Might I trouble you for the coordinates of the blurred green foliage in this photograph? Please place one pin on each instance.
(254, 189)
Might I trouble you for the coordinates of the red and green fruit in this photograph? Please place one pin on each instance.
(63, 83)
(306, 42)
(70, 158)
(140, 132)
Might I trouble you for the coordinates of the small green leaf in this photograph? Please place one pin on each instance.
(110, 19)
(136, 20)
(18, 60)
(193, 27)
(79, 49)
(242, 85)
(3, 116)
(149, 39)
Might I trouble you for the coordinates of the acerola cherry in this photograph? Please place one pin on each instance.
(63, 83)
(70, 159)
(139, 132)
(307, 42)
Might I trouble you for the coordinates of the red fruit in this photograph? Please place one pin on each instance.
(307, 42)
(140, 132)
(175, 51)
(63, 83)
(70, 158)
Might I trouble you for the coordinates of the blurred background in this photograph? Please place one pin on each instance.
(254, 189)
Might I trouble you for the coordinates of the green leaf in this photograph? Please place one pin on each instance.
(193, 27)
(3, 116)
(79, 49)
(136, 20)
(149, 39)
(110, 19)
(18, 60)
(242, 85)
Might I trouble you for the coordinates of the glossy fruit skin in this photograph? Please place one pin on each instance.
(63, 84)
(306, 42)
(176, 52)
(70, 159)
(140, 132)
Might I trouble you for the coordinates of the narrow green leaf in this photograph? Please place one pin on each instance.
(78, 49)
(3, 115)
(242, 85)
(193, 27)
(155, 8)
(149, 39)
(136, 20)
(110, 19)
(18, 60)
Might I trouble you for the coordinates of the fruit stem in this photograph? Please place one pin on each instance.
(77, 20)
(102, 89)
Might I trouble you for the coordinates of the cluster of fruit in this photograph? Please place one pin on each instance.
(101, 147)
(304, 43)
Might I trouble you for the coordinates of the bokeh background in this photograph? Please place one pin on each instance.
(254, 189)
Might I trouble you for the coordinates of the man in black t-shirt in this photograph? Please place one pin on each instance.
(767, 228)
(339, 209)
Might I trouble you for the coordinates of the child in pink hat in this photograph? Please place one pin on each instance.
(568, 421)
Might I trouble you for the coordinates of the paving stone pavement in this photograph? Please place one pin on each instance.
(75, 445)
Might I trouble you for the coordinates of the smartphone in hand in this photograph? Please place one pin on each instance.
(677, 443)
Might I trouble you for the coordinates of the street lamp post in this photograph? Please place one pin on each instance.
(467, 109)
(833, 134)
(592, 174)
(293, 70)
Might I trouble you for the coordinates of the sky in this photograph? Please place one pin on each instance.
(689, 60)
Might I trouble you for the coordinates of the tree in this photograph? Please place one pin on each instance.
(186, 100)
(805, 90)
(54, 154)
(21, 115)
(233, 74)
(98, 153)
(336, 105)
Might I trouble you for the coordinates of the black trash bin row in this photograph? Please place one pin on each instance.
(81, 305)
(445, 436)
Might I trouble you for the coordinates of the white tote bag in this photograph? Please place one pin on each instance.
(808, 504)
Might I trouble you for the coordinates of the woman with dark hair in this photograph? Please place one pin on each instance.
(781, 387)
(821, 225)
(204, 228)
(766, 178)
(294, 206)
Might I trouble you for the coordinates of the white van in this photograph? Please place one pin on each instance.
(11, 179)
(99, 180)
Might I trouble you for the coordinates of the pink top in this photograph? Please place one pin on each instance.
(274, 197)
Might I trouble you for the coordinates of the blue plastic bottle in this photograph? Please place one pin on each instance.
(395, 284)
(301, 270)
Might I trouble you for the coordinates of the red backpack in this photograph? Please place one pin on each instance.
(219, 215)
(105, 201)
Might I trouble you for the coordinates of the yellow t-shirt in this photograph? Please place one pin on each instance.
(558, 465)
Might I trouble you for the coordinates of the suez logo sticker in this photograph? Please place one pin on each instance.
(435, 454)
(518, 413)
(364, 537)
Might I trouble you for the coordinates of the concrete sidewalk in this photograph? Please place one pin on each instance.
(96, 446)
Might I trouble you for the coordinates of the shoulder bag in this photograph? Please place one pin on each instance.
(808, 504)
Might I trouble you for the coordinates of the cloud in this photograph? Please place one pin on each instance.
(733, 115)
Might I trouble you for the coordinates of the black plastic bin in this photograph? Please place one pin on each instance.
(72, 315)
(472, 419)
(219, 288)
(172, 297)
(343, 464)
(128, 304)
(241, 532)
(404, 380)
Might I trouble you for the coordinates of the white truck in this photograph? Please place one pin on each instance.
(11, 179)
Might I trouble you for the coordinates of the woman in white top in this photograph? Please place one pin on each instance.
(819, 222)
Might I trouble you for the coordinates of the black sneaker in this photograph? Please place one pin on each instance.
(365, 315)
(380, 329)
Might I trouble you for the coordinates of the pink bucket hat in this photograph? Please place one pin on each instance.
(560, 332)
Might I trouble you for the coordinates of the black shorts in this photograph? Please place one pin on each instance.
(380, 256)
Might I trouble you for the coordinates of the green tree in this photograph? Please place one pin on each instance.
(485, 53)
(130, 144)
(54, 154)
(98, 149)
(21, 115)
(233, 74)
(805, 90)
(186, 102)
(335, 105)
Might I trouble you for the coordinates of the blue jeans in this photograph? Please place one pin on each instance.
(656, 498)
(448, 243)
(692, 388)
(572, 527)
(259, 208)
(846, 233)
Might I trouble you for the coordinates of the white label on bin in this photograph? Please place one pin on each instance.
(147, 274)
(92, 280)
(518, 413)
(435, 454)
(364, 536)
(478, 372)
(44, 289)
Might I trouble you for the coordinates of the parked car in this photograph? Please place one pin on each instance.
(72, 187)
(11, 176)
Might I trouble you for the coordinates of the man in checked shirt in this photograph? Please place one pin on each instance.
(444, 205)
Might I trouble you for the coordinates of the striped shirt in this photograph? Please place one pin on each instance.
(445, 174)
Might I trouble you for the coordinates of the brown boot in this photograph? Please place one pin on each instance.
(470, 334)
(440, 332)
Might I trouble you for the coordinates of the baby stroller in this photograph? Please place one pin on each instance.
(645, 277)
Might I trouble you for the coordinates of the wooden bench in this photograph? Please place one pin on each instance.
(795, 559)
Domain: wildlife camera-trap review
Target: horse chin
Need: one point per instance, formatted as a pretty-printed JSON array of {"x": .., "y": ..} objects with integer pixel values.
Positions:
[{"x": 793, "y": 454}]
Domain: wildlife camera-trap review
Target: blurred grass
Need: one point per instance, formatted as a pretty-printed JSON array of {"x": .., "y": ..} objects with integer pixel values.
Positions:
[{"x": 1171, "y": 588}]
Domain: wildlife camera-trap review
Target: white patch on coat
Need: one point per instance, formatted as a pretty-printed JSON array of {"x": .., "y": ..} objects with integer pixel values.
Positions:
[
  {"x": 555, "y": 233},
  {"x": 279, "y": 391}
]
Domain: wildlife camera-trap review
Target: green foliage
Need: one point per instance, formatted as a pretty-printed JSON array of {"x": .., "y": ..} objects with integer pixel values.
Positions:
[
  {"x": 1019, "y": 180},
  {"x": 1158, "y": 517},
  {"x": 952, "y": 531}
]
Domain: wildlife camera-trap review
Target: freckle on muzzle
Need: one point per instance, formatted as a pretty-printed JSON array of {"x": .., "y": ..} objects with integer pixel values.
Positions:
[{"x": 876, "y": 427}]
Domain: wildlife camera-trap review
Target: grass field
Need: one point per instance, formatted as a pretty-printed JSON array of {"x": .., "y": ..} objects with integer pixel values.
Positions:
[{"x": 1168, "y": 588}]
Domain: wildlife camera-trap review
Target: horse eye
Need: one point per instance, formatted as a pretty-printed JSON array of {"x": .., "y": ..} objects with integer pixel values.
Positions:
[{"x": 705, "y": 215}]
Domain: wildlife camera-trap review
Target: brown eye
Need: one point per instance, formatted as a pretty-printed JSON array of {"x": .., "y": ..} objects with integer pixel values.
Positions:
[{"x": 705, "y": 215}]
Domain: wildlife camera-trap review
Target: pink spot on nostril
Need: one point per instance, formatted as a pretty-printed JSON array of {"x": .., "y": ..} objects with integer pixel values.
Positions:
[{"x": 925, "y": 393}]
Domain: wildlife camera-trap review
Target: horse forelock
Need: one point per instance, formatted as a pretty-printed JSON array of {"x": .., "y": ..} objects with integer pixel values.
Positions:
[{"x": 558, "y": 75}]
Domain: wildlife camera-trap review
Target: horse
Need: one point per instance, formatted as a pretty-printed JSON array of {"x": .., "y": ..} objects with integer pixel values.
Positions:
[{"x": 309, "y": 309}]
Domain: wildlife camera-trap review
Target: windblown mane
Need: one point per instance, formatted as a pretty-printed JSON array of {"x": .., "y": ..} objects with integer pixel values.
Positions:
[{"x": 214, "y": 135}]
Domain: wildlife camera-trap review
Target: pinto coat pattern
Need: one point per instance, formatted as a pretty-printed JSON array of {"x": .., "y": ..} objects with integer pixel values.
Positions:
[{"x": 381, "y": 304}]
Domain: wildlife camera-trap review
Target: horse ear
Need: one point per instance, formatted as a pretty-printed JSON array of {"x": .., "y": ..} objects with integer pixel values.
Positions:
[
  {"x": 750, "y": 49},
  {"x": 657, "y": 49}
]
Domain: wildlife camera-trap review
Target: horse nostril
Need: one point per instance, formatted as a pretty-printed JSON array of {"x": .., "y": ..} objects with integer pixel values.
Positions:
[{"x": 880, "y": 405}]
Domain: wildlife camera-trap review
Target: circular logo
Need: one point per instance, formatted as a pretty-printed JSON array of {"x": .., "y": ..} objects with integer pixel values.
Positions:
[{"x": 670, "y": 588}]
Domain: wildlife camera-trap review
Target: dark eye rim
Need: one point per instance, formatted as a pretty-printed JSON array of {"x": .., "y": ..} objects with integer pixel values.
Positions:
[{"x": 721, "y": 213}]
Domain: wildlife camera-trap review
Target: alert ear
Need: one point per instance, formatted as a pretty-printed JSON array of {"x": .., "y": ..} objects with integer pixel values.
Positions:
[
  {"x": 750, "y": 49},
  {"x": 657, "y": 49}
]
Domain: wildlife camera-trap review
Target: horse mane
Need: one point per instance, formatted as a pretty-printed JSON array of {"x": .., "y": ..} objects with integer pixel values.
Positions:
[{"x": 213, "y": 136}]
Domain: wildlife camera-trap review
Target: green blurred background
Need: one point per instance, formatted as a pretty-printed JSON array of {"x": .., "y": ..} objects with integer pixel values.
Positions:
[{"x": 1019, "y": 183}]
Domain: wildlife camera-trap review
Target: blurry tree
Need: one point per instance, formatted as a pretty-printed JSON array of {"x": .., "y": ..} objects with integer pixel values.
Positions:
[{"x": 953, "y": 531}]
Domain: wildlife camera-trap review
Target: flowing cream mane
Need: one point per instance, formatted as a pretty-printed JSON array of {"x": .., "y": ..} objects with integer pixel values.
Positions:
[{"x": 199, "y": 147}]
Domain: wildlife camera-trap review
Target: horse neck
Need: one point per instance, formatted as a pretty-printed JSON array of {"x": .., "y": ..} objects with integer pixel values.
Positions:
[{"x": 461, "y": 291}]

§ **What needs to be done**: From the entries above, copy every line where the word "horse" shows up.

§ **Answer to this exercise**:
Target: horse chin
Target: horse eye
Target: horse forelock
Target: horse
Target: horse ear
Target: horse nostril
Target: horse mane
Target: horse neck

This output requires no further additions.